[Dataset entries]
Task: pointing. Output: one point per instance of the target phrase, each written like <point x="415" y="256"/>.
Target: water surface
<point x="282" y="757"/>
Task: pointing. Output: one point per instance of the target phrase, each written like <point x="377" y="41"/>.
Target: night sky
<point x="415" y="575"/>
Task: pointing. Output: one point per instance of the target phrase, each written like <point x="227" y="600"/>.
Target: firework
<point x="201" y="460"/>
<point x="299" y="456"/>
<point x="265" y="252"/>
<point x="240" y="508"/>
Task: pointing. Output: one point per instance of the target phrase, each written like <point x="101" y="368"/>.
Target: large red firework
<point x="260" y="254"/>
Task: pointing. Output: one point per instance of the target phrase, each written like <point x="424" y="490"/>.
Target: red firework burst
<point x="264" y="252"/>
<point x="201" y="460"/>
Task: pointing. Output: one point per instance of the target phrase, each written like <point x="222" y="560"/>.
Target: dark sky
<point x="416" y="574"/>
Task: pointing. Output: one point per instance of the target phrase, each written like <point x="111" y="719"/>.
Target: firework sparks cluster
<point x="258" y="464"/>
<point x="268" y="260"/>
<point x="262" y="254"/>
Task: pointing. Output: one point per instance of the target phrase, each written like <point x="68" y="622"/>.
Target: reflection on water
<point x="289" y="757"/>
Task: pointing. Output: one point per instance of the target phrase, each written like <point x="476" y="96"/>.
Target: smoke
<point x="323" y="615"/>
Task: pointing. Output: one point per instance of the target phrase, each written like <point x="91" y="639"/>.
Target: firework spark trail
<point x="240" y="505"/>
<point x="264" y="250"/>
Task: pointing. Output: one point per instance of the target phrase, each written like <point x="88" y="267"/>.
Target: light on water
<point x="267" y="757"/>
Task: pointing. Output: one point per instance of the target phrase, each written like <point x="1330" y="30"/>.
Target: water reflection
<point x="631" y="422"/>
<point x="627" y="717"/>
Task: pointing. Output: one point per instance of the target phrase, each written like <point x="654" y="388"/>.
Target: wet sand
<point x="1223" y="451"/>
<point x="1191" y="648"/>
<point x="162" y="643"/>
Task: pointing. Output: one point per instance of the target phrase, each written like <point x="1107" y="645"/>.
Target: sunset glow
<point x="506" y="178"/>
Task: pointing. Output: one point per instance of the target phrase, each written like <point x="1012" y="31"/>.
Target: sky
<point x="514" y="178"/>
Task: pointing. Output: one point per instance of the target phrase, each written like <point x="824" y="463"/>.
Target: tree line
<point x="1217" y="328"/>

◆ **ACTIVITY**
Copy all records verbatim.

◆ **OUTPUT FOR THIS TASK**
Task: pointing. Output: one point per instance of the target phrase, each written like <point x="415" y="256"/>.
Target: water surface
<point x="282" y="757"/>
Task: pointing. Output: one point per instance of the target phrase, each written like <point x="377" y="41"/>.
Target: night sky
<point x="415" y="575"/>
Task: pointing. Output: one point per instance of the target phrase, each written like <point x="227" y="600"/>.
Target: firework
<point x="201" y="460"/>
<point x="299" y="456"/>
<point x="265" y="252"/>
<point x="240" y="508"/>
Task: pointing. Output: one point per instance of the target phrase, each written like <point x="101" y="368"/>.
Target: large red firework
<point x="260" y="254"/>
Task: pointing. Output: one point per instance of the target phrase, each written like <point x="424" y="490"/>.
Target: red firework burst
<point x="264" y="252"/>
<point x="201" y="460"/>
Task: pointing. Output: one point per instance of the target phrase, each written like <point x="222" y="560"/>.
Target: dark sky
<point x="416" y="574"/>
Task: pointing. Output: one point per instance of the target phrase, each written like <point x="111" y="719"/>.
Target: firework sparks cluster
<point x="258" y="464"/>
<point x="268" y="260"/>
<point x="262" y="254"/>
Task: pointing. Output: one point per instance of the target phrase, each written like <point x="68" y="622"/>.
Target: reflection on water
<point x="289" y="757"/>
Task: pointing. Output: one point per instance of the target phrase, each written like <point x="476" y="96"/>.
Target: smoke
<point x="323" y="615"/>
Task: pointing. Output: one point per instance of the target phrase, each written like <point x="91" y="639"/>.
Target: firework spark trail
<point x="240" y="505"/>
<point x="264" y="250"/>
Task: pointing. Output: one point per instance of the target phrase, each written like <point x="88" y="267"/>.
Target: light on water
<point x="267" y="757"/>
Task: pointing. Output: one point per instance of the target phrase, each written like <point x="1330" y="30"/>.
Target: water reflection
<point x="631" y="422"/>
<point x="627" y="717"/>
Task: pointing. Output: one point per instance of the target phrase, each written like <point x="654" y="388"/>.
Target: wet sand
<point x="1223" y="451"/>
<point x="1191" y="648"/>
<point x="162" y="643"/>
Task: pointing. Output: one point per instance of the target phrase, each written like <point x="1107" y="645"/>.
Target: sunset glow
<point x="506" y="178"/>
Task: pointing. Output: one point per instance of the target phrase, each written like <point x="1012" y="31"/>.
Target: sky
<point x="514" y="178"/>
Task: pointing. Output: one point per instance of the target phrase, each written like <point x="824" y="463"/>.
Target: tree line
<point x="1217" y="328"/>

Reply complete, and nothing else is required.